* _SHORT EXERCISE_:
Count the lines in the data below that contain the word "bill", treating uppercase and lowercase as different. Give only the number.

* _EXCERPTED RECORDS_:
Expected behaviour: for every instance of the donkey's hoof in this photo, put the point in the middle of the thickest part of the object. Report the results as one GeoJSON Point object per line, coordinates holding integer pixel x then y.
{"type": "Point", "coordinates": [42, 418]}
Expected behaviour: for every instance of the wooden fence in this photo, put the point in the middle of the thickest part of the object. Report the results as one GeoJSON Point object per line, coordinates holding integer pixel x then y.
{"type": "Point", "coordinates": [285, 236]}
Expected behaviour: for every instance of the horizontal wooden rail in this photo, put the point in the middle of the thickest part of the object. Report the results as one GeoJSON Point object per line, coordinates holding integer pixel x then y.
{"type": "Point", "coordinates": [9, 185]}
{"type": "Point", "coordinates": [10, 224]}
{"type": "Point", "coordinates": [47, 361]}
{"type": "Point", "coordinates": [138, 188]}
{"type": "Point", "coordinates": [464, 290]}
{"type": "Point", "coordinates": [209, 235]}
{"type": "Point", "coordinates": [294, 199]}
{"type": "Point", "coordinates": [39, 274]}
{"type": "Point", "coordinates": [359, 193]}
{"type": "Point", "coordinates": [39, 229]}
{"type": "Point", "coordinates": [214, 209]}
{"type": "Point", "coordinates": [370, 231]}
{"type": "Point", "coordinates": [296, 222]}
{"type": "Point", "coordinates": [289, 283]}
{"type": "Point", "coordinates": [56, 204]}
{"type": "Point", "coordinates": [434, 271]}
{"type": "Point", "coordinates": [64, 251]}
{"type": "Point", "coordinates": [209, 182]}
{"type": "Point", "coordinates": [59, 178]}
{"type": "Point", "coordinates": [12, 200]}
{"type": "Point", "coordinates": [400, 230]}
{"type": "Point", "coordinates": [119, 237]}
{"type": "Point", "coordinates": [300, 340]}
...
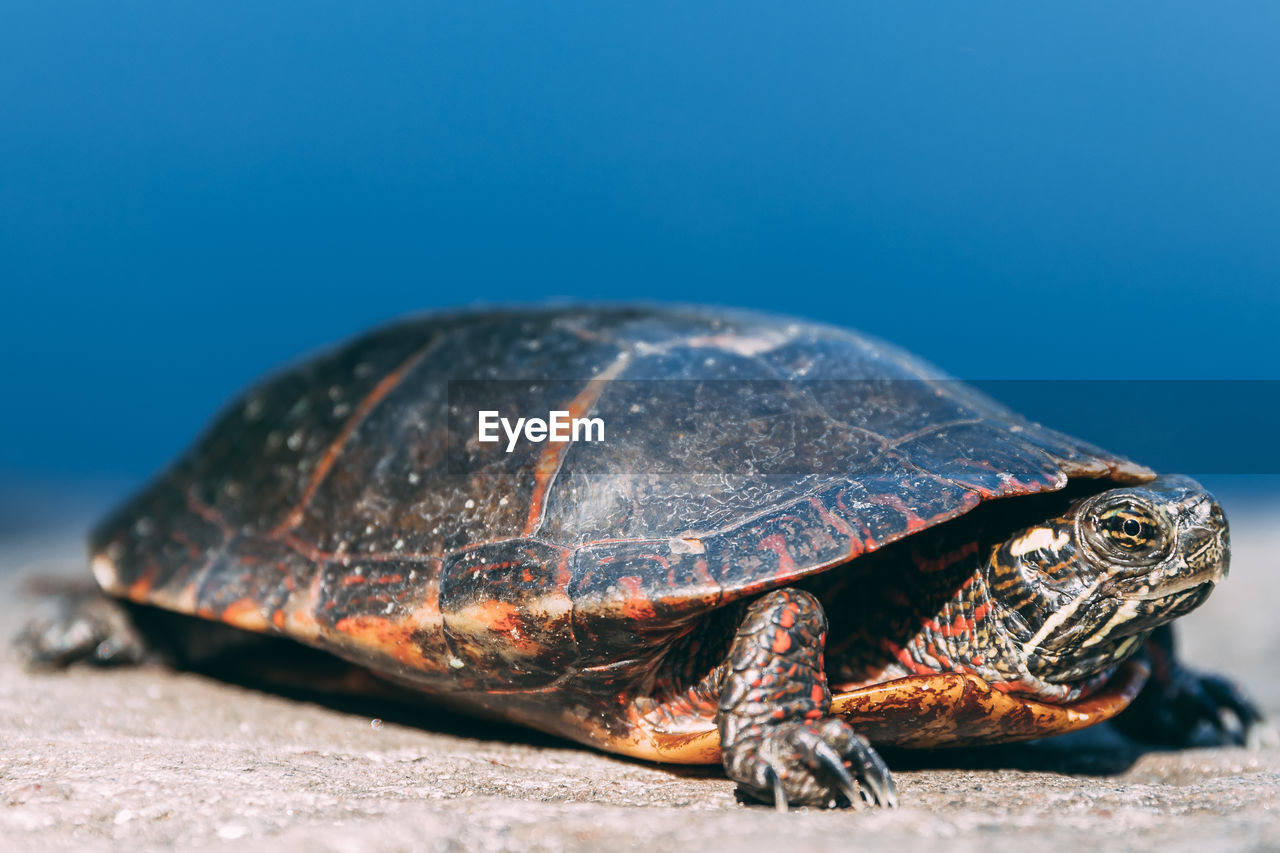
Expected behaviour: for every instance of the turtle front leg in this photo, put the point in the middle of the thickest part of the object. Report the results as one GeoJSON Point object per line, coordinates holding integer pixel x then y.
==
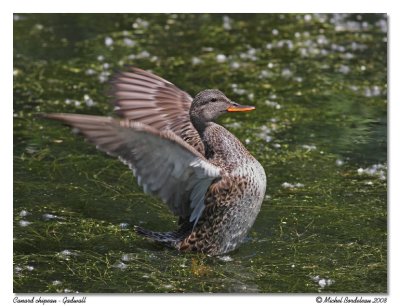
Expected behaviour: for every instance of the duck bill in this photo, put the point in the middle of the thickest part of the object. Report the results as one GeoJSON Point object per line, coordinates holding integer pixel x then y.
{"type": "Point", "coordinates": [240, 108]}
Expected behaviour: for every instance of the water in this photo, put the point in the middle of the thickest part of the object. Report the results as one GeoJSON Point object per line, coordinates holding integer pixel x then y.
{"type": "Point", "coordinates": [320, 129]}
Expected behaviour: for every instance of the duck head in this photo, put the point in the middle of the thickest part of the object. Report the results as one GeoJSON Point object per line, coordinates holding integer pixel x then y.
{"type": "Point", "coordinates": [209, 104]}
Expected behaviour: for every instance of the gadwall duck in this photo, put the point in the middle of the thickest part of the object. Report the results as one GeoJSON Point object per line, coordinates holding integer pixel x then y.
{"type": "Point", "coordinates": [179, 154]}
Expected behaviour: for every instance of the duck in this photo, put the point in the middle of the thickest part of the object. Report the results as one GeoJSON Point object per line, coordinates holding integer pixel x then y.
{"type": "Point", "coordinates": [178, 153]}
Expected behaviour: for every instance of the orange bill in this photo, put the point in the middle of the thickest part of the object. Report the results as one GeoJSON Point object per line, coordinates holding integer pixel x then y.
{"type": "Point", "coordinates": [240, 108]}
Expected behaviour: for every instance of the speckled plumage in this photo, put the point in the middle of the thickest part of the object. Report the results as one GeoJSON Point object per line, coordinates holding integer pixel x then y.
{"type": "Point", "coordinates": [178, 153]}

* _COMPLETED EXERCISE_:
2